Written request> Write out, word for word, the stretch of the listing below that runs from the line containing "Can you find the framed" through the end of the listing.

Point annotations for photos:
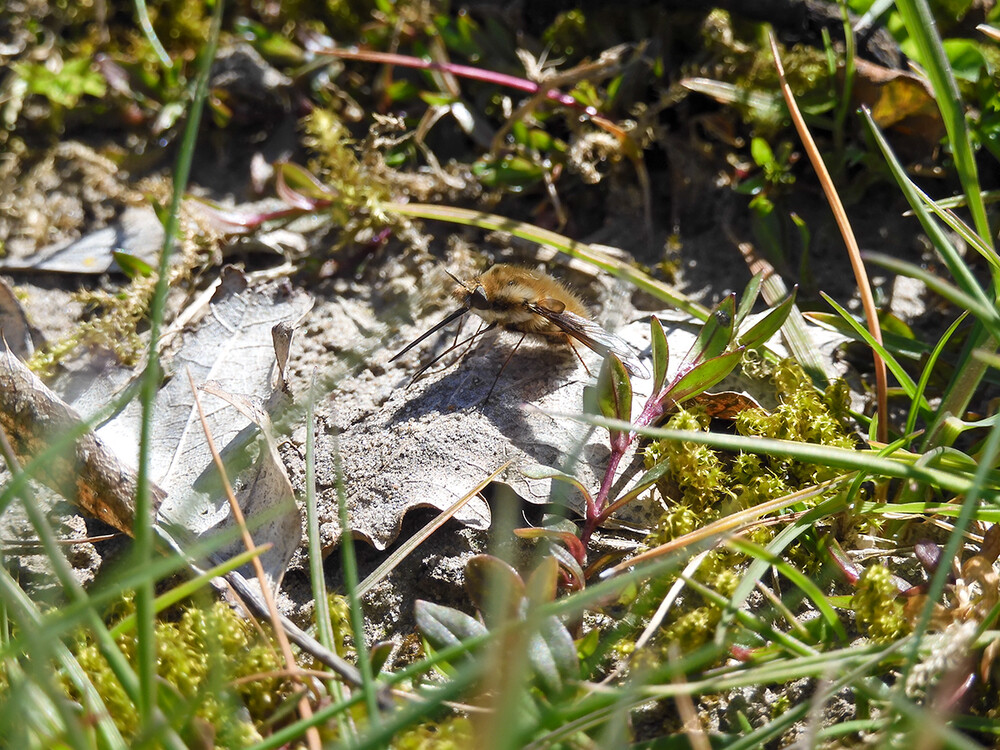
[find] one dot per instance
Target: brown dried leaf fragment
(87, 472)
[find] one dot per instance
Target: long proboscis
(449, 350)
(452, 316)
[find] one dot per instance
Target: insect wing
(591, 335)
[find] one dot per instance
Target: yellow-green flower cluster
(877, 610)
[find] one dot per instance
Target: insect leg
(451, 348)
(572, 346)
(504, 366)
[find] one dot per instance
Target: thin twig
(312, 734)
(853, 251)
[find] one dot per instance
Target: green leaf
(614, 393)
(568, 562)
(545, 472)
(541, 586)
(890, 361)
(703, 376)
(379, 654)
(750, 295)
(761, 152)
(494, 588)
(514, 172)
(716, 334)
(966, 59)
(661, 353)
(646, 481)
(770, 324)
(807, 587)
(553, 656)
(444, 626)
(132, 265)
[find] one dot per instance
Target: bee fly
(528, 302)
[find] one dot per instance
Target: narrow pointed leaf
(750, 294)
(494, 587)
(661, 353)
(770, 324)
(703, 376)
(541, 586)
(553, 656)
(545, 472)
(646, 481)
(716, 334)
(614, 393)
(444, 626)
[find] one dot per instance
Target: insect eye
(478, 299)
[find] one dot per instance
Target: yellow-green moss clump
(198, 659)
(453, 733)
(703, 485)
(877, 609)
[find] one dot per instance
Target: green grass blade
(922, 28)
(143, 529)
(902, 377)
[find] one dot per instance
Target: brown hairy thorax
(530, 302)
(506, 295)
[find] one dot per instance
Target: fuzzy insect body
(532, 302)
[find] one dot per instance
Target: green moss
(876, 606)
(703, 485)
(453, 733)
(361, 184)
(199, 658)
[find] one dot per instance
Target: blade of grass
(75, 592)
(45, 651)
(421, 536)
(350, 571)
(925, 375)
(909, 387)
(144, 537)
(922, 30)
(968, 374)
(900, 466)
(324, 627)
(809, 588)
(850, 241)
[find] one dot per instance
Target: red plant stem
(597, 509)
(463, 71)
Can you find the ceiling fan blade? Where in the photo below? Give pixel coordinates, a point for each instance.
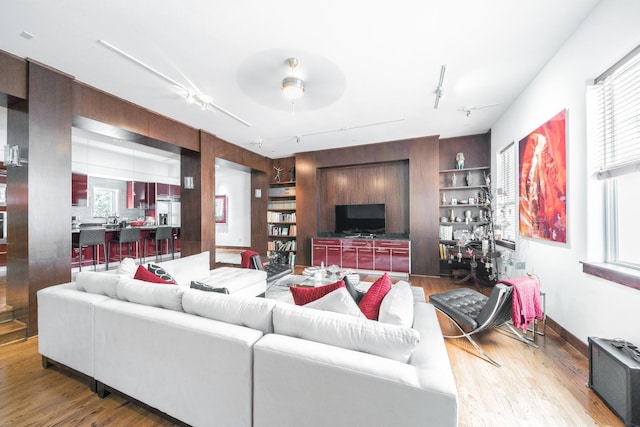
(168, 79)
(352, 127)
(440, 89)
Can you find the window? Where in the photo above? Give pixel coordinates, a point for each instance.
(505, 208)
(105, 202)
(615, 108)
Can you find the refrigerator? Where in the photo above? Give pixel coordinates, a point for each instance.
(168, 213)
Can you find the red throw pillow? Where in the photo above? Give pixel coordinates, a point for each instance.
(303, 295)
(143, 274)
(370, 302)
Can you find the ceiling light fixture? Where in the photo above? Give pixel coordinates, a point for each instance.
(200, 99)
(292, 86)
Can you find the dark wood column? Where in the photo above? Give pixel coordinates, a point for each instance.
(39, 192)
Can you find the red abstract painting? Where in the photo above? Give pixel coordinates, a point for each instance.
(543, 181)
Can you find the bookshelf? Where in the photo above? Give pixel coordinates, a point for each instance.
(281, 222)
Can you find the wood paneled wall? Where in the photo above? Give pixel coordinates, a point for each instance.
(422, 187)
(386, 183)
(39, 192)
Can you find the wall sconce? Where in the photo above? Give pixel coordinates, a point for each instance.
(188, 183)
(12, 156)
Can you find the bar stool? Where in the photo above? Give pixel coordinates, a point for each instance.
(126, 236)
(160, 234)
(92, 237)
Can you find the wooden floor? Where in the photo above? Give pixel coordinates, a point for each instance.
(535, 387)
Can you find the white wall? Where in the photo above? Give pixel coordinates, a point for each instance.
(236, 185)
(582, 304)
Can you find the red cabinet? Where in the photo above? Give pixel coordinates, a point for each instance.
(363, 254)
(78, 189)
(325, 251)
(393, 255)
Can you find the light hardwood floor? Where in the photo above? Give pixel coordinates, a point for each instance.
(535, 387)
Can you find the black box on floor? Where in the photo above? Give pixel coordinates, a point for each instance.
(615, 376)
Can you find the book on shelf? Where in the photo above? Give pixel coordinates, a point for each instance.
(281, 217)
(282, 191)
(281, 204)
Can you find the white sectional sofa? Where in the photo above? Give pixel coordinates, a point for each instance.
(210, 359)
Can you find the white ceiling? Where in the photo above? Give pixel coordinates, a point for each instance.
(364, 63)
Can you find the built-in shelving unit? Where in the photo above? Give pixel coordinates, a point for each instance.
(281, 222)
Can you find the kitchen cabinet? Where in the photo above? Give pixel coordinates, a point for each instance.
(79, 186)
(141, 195)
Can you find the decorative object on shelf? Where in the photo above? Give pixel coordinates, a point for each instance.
(221, 209)
(278, 170)
(543, 181)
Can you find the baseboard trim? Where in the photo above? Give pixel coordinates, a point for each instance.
(571, 339)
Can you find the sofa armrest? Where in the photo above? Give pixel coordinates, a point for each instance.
(66, 326)
(296, 380)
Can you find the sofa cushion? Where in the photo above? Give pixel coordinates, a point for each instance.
(370, 302)
(160, 272)
(355, 293)
(338, 301)
(303, 295)
(98, 283)
(204, 287)
(252, 312)
(397, 305)
(186, 269)
(127, 266)
(341, 330)
(145, 275)
(147, 293)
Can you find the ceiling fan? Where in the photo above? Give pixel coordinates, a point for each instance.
(192, 96)
(468, 110)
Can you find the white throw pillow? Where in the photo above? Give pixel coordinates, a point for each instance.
(147, 293)
(340, 330)
(98, 282)
(338, 301)
(186, 269)
(397, 305)
(128, 267)
(252, 312)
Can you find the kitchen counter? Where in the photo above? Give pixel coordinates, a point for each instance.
(142, 227)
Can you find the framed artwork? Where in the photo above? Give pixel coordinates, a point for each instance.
(543, 181)
(221, 209)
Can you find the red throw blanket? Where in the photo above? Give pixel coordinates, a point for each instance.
(525, 300)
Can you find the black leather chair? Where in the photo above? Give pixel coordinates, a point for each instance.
(473, 312)
(94, 237)
(127, 236)
(274, 271)
(157, 236)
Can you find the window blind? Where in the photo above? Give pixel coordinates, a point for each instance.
(615, 100)
(506, 186)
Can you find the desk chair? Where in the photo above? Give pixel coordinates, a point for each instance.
(93, 237)
(473, 312)
(126, 236)
(160, 234)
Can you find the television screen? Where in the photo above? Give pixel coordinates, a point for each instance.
(356, 219)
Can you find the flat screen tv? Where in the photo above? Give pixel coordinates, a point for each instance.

Task response>
Can you find the framed artwork? Where in the photo above? Give pixel coordinates, a point for each instance.
(543, 181)
(221, 209)
Can you find the red throw blanket? Where in the photo above? Give pixel coordinates, a point for each instance.
(525, 300)
Can you find the black leather chair? Where in the photo above? Give pixel coordinates, a point for each instance.
(473, 312)
(94, 237)
(127, 236)
(274, 271)
(157, 236)
Can you find the window blind? Where in the photo above? Give pixel coordinates, a point for each instance.
(615, 100)
(506, 186)
Can you find the desk chair? Where in the photo above? Give pixel coordinates, a point for each instance.
(93, 237)
(473, 312)
(126, 236)
(160, 234)
Can you find the television screen? Where in the photo above? Give pixel coordinates, a point for each instance.
(356, 219)
Can you find the flat screen tv? Where in the photo above? Give pixel coordinates, a point for each instance.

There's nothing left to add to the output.